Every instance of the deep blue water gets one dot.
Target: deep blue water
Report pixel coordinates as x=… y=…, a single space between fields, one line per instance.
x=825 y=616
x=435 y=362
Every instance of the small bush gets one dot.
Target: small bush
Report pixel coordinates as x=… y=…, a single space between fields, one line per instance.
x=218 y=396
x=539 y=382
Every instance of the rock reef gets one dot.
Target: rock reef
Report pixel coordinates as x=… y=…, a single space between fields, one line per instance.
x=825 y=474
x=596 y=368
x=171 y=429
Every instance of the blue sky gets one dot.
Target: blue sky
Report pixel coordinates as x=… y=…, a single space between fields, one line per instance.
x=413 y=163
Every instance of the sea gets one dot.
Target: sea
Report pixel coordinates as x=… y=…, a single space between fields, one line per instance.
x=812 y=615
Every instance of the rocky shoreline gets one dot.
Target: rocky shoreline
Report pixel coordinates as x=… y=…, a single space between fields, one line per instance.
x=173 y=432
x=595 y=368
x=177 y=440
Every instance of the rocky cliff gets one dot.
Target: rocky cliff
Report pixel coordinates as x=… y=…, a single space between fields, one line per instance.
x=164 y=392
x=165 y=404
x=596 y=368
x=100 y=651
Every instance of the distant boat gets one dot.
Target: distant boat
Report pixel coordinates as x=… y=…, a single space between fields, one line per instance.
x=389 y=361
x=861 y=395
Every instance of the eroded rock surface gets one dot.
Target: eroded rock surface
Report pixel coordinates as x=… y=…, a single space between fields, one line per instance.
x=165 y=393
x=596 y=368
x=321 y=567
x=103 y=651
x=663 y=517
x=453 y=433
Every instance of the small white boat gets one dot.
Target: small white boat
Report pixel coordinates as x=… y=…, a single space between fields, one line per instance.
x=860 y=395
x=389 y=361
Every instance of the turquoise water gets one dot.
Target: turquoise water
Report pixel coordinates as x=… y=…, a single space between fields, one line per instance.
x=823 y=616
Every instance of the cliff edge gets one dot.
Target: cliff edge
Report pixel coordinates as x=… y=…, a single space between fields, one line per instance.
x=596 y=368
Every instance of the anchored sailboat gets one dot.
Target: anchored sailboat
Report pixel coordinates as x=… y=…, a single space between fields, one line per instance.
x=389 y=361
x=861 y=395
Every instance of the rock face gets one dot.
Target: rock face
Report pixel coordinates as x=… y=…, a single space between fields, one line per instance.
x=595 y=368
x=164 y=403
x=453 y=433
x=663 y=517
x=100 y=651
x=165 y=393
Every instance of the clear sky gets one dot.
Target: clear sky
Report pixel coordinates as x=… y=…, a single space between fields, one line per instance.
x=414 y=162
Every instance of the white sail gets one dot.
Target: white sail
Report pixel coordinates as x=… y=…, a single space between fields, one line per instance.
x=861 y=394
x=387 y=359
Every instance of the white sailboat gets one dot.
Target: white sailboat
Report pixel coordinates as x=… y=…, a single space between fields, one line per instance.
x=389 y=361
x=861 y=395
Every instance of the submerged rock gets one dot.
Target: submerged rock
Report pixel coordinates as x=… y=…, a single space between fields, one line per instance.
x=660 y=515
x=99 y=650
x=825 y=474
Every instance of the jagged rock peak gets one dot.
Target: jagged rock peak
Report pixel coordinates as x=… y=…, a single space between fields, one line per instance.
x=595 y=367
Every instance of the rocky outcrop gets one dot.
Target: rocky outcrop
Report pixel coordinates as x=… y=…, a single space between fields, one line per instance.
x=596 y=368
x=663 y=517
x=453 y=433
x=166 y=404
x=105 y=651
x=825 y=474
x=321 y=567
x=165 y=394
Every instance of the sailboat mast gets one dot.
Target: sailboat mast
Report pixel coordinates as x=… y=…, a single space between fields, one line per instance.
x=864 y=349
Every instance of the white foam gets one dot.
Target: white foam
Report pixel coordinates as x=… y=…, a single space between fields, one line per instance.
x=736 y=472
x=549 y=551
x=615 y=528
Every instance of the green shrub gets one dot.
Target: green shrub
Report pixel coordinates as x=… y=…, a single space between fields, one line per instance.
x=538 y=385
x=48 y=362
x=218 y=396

# # # # #

Problem: Output all of the entries without altering a single word.

Completed task:
Every instance of the deep blue water gets one dot.
Target: deep blue water
Report pixel coordinates as x=… y=…, a single space between fields, one line per instance.
x=825 y=616
x=435 y=362
Every instance of the small bush gets one dot.
Target: small bush
Report pixel coordinates as x=… y=…, a single space between fields, one line per instance.
x=218 y=396
x=539 y=382
Every instance of the rock reef gets one dot.
Target: rock reef
Report pixel coordinates as x=… y=…, a single space between fields, one line per instance.
x=825 y=474
x=596 y=368
x=171 y=429
Every instance of the blue sky gets one dot.
Target: blue sky
Report pixel coordinates as x=… y=…, a single space between fields, one line per instance.
x=413 y=163
Every instance of the sea gets one dot.
Target: sea
Report pixel coordinates as x=… y=…, a single space between fields, one line per instance.
x=812 y=615
Every instance of the rocky shoreline gets one dot.
Target: rocky shoreline
Report pixel coordinates as x=… y=…, a single space between fields, one line per instance.
x=173 y=432
x=595 y=368
x=177 y=440
Every instance of the rocky cliff gets one dot.
Target: rocky cliff
Report pixel coordinates as x=… y=…, a single space between fields, one line per instance.
x=164 y=392
x=165 y=404
x=596 y=368
x=100 y=651
Every instance of the distant boat gets one dot.
Target: distant boat
Report pixel coordinates as x=… y=…, a single space between fields, one line per instance.
x=389 y=361
x=861 y=395
Every instance of the eroded rock surface gets one dot.
Target: eroded rock surface
Report pixel coordinates as x=… y=…, a single space between fields, one line per instance.
x=165 y=393
x=596 y=368
x=321 y=567
x=103 y=651
x=663 y=517
x=453 y=433
Every instance of the small white boat gets one dot.
Target: small white boat
Report pixel coordinates as x=… y=…, a single space between fields, one line per instance.
x=860 y=395
x=389 y=361
Every instance of the turquoise water gets one dot.
Target: turquoise water
Report pixel coordinates as x=… y=…, a single space between fields, one line per instance.
x=823 y=616
Every instance of the cliff edge gets one dot.
Target: cliff edge
Report pixel coordinates as x=… y=…, a single space between fields, one line per instance.
x=596 y=368
Every instance of the anchored sailboat gets one dot.
Target: anchored sailboat
Report pixel coordinates as x=… y=…, a single space between fields, one line per instance.
x=389 y=361
x=861 y=395
Every instance of the rock face gets one dot.
Target: rock face
Report pixel coordinates as x=… y=…, a single space between fields, one line per instance.
x=595 y=368
x=164 y=403
x=453 y=433
x=663 y=517
x=100 y=651
x=165 y=393
Every instance of the clear sky gets one dot.
Target: clear sky
Report pixel coordinates as x=… y=…, a single space between fields, one line per instance.
x=414 y=162
Every instance of the white sail gets one dot.
Target: white sail
Report pixel coordinates as x=… y=…, a single space between fields, one line per instance.
x=861 y=394
x=387 y=359
Every instance of the white sailboat gets one dot.
Target: white sailboat
Report pixel coordinates as x=… y=…, a single space between fields, one line per instance.
x=389 y=361
x=861 y=395
Every instance of the submerged rock gets one dot.
Target: submerged rock
Report pixel coordinates as x=… y=…, a single space between fields, one line per instance.
x=660 y=515
x=99 y=650
x=825 y=474
Every instance of the jagged rock peak gets one dot.
Target: jagged rock peak
Report pixel coordinates as x=… y=…, a single space between fields, one line per instance.
x=595 y=367
Every instance of the rocky outcrop gets one dot.
Target: rocky outcrop
Report pixel coordinates as x=… y=…, a single space between fields, one line per instance.
x=596 y=368
x=663 y=517
x=453 y=433
x=166 y=404
x=105 y=651
x=825 y=474
x=321 y=567
x=165 y=394
Every instance of the sailboat mast gets one dot.
Target: sailboat mast
Report pixel coordinates as x=… y=…, a single space between fields, one line per instance.
x=864 y=349
Every instance of the white foam gets one dot.
Target: white foam
Report pixel coordinates as x=… y=…, a single space between fields, one line per instance.
x=736 y=472
x=549 y=551
x=615 y=528
Every instance of the green shrub gets one dot.
Target: green shrub
Report pixel coordinates as x=… y=…, a single space between fields, one line per instance.
x=538 y=385
x=48 y=362
x=218 y=396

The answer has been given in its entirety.